§ **EXERCISE**: Give again, unaltered, the lines of the listing below that run from the line having "One point belongs to each instance of the platform" through the line having "One point belongs to each instance of the green steel".

**** GIVEN INFORMATION ****

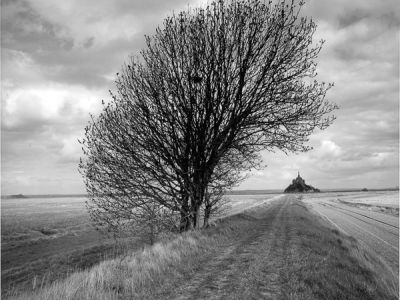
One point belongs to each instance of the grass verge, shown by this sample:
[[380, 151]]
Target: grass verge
[[308, 260]]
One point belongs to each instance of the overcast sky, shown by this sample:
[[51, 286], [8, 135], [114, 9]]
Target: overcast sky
[[59, 59]]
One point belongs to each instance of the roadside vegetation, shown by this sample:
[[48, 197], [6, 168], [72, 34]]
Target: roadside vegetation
[[248, 255]]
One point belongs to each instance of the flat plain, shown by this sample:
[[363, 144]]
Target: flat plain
[[47, 239]]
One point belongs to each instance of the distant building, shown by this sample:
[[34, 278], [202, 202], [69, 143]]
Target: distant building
[[299, 186]]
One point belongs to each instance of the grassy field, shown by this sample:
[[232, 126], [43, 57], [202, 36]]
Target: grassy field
[[45, 239], [380, 201], [278, 249]]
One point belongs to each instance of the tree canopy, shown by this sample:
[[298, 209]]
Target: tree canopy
[[212, 88]]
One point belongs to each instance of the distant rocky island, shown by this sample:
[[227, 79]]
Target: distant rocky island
[[299, 186]]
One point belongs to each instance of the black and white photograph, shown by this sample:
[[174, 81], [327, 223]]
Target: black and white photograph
[[200, 149]]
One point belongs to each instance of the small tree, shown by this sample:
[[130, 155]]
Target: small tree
[[212, 88]]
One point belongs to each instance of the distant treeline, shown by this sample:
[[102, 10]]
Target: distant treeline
[[21, 196], [235, 192]]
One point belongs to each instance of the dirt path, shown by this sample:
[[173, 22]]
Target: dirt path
[[248, 268]]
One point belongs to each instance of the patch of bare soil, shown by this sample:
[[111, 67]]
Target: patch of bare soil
[[247, 268], [284, 252]]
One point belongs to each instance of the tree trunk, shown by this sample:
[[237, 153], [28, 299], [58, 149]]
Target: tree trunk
[[207, 213], [185, 222]]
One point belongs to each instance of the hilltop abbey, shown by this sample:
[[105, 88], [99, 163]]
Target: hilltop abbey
[[299, 186]]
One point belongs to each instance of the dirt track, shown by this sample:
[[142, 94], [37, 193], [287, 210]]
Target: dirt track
[[248, 268]]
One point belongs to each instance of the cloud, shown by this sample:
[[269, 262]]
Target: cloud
[[60, 59]]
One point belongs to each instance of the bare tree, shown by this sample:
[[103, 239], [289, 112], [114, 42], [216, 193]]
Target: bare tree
[[212, 88]]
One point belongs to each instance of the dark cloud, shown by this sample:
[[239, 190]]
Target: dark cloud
[[59, 61]]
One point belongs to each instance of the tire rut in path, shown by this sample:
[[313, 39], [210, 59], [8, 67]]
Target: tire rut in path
[[243, 263]]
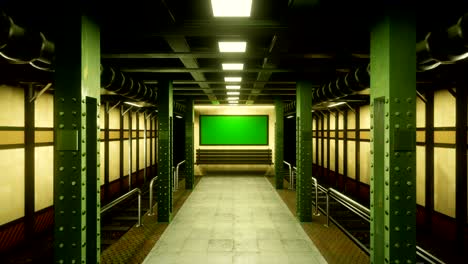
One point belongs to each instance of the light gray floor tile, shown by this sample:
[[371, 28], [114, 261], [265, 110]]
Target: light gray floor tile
[[234, 220]]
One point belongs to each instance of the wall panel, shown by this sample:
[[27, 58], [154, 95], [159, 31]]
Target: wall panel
[[44, 177], [444, 109], [421, 175], [332, 155], [12, 187], [364, 117], [420, 113], [101, 158], [114, 160], [351, 160], [12, 102], [340, 157], [365, 162], [444, 181], [44, 111], [114, 118]]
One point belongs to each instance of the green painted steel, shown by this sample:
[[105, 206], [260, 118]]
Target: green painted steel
[[77, 236], [304, 151], [189, 143], [165, 166], [279, 143], [393, 147]]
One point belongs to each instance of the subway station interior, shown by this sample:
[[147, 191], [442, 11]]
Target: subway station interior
[[233, 131]]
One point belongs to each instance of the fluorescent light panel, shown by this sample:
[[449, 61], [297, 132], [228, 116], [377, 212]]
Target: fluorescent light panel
[[232, 46], [233, 66], [231, 8], [133, 104], [232, 79], [336, 104]]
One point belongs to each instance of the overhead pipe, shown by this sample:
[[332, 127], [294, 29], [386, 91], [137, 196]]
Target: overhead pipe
[[27, 47], [354, 81], [23, 46], [443, 46]]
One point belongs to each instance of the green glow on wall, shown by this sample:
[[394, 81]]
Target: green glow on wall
[[233, 129]]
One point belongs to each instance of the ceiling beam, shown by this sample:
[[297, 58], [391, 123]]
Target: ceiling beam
[[179, 44], [200, 70]]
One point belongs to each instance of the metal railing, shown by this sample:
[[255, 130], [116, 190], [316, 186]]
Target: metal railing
[[176, 175], [364, 213], [121, 199], [293, 177], [151, 195], [290, 173]]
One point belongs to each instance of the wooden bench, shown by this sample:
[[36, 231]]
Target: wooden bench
[[234, 156]]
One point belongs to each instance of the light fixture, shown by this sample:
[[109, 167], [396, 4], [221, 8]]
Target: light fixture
[[232, 46], [233, 66], [336, 104], [132, 104], [232, 79], [231, 8]]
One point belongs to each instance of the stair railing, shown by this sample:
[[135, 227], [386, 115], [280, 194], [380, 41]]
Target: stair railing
[[123, 198]]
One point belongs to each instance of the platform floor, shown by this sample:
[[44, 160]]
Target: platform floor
[[234, 220]]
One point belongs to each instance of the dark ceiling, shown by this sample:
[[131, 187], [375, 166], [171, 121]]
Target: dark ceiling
[[316, 40]]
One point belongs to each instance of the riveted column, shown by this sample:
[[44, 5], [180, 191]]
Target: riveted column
[[76, 155], [189, 171], [164, 192], [393, 147], [279, 143], [304, 151]]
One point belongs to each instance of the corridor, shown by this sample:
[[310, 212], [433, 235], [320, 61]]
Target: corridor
[[235, 219]]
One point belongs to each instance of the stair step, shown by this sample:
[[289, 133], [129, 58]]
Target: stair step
[[125, 218], [115, 228], [108, 241]]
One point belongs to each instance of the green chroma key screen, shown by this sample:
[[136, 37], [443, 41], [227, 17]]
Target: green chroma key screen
[[233, 129]]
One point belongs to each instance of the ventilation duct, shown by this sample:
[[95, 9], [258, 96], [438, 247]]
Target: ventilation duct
[[22, 46], [354, 81]]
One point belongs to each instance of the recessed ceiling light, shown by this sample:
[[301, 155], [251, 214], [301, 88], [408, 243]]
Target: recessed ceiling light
[[233, 66], [232, 79], [232, 46], [132, 104], [231, 8]]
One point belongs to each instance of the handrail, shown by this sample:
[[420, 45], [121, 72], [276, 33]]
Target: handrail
[[364, 213], [294, 171], [290, 173], [176, 180], [151, 195], [314, 181], [122, 198]]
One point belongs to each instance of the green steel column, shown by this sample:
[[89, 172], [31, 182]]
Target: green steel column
[[304, 151], [164, 186], [189, 171], [393, 148], [279, 143], [76, 155]]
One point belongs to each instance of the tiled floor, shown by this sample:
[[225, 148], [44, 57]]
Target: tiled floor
[[234, 220]]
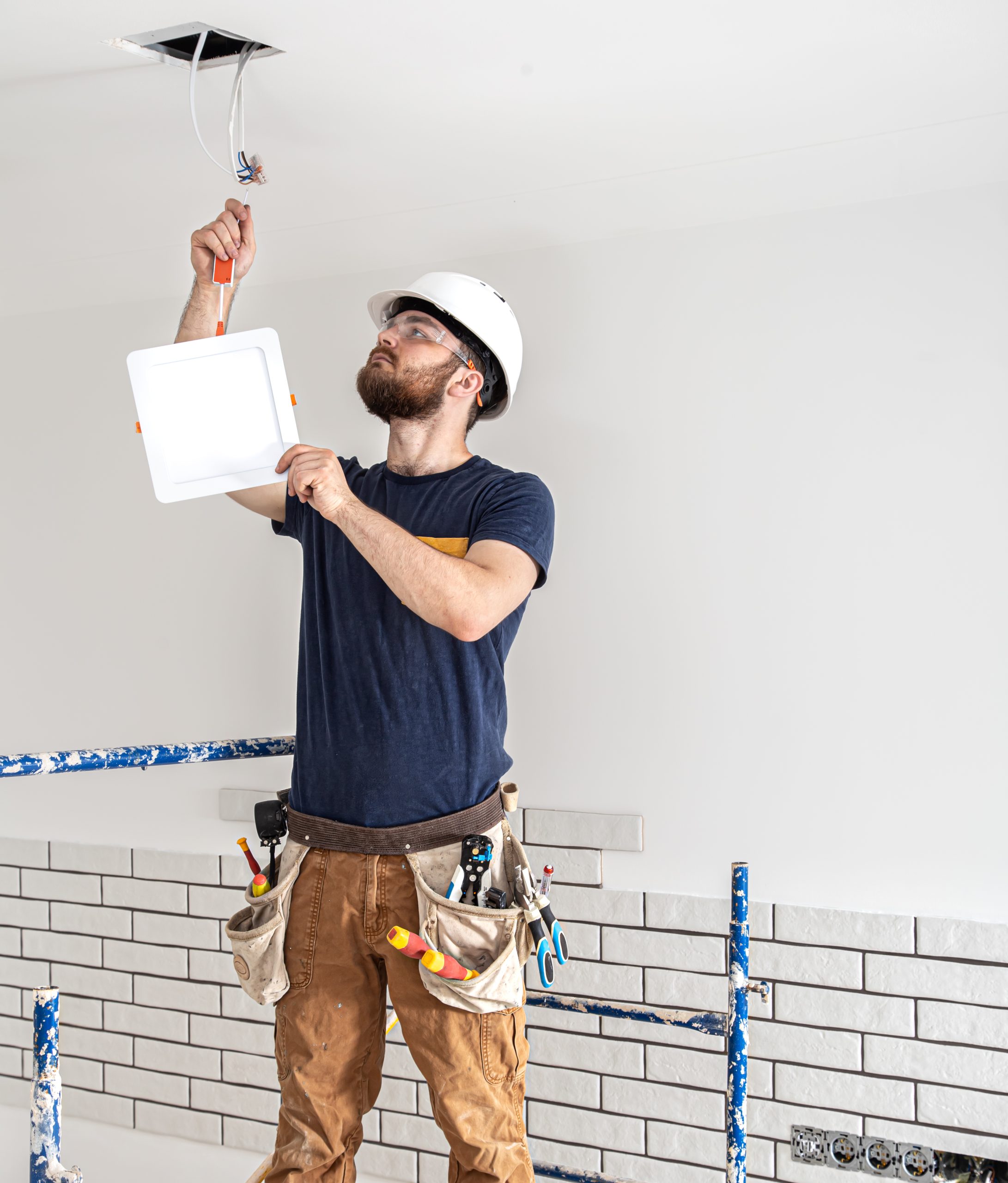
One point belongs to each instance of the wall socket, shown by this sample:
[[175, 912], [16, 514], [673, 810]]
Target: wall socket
[[853, 1153]]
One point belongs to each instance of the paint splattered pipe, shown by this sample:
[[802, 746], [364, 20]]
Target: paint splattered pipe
[[47, 1095], [43, 762]]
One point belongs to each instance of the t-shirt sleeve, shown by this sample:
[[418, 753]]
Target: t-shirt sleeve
[[294, 518], [519, 510]]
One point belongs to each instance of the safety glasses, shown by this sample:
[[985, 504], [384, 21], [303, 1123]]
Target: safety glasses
[[419, 327]]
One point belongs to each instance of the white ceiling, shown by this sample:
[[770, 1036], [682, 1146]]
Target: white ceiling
[[395, 133]]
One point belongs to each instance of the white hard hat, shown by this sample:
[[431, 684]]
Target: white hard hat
[[480, 309]]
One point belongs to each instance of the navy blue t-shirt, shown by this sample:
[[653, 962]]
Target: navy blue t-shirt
[[397, 720]]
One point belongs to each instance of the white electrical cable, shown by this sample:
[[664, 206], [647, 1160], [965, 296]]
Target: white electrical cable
[[193, 67], [237, 92]]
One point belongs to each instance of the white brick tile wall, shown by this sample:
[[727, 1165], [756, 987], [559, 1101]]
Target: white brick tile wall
[[226, 1033], [655, 1171], [81, 1073], [217, 902], [100, 922], [805, 963], [135, 957], [958, 1024], [153, 1086], [855, 930], [805, 1045], [560, 1154], [836, 1008], [922, 979], [97, 1106], [245, 1135], [176, 866], [258, 1104], [413, 1131], [24, 852], [211, 967], [972, 1067], [386, 1162], [678, 988], [665, 950], [146, 1021], [831, 1090], [703, 1070], [669, 1103], [182, 1059], [583, 1089], [26, 914], [570, 866], [174, 995], [597, 905], [608, 1131], [151, 897], [432, 1168], [178, 1123], [62, 947], [109, 860], [606, 832], [968, 939], [176, 930], [94, 983], [587, 1053], [704, 914], [397, 1095], [61, 885], [241, 1068], [594, 980], [106, 1046], [158, 1001], [773, 1120], [941, 1105]]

****

§ **EXERCISE SOLUTION**:
One point belongs to each instance of the platform floor, shown by this sample:
[[44, 160]]
Target: platform floor
[[234, 220]]
One point belongs to each instance of the dark ceiling, shown by this sample:
[[131, 187], [375, 166], [171, 121]]
Target: dark ceiling
[[316, 40]]
One point belongs to each instance of the riveted column, shown by this sample:
[[44, 5], [180, 191]]
Target: riveted column
[[76, 155], [189, 171], [164, 192], [393, 147], [279, 143], [304, 151]]
One point belongs to each instance of the corridor, shown by this sample:
[[310, 212], [433, 235], [320, 61]]
Target: corridor
[[235, 219]]
One point belongs to each instance of the stair step, shown by this sample:
[[289, 133], [129, 58]]
Target: stair step
[[125, 218], [115, 228], [108, 241]]
One point belongs to each instance of the green chroma key screen, shown by this sample:
[[136, 37], [443, 41], [227, 17]]
Target: green chroma key screen
[[233, 129]]
One point belongs to each instance of the ventilation duct, shown by this sample:
[[95, 9], [258, 96], [438, 247]]
Target: ventilation duct
[[22, 46], [354, 81]]
One point belongs to each instance of the recessed ceiling light, shown by this sample:
[[301, 155], [251, 214], [301, 88], [408, 243]]
Target: recessed ceiling light
[[233, 66], [232, 79], [232, 46], [132, 104], [231, 8]]
One point belongs to each instance of the handrail, shown by this sample:
[[420, 45], [121, 72], [276, 33]]
Target: handrail
[[364, 213], [294, 171], [290, 173], [176, 180], [151, 195], [314, 181], [122, 198]]
One point belongs to each instance of the green steel column, shown by this sample:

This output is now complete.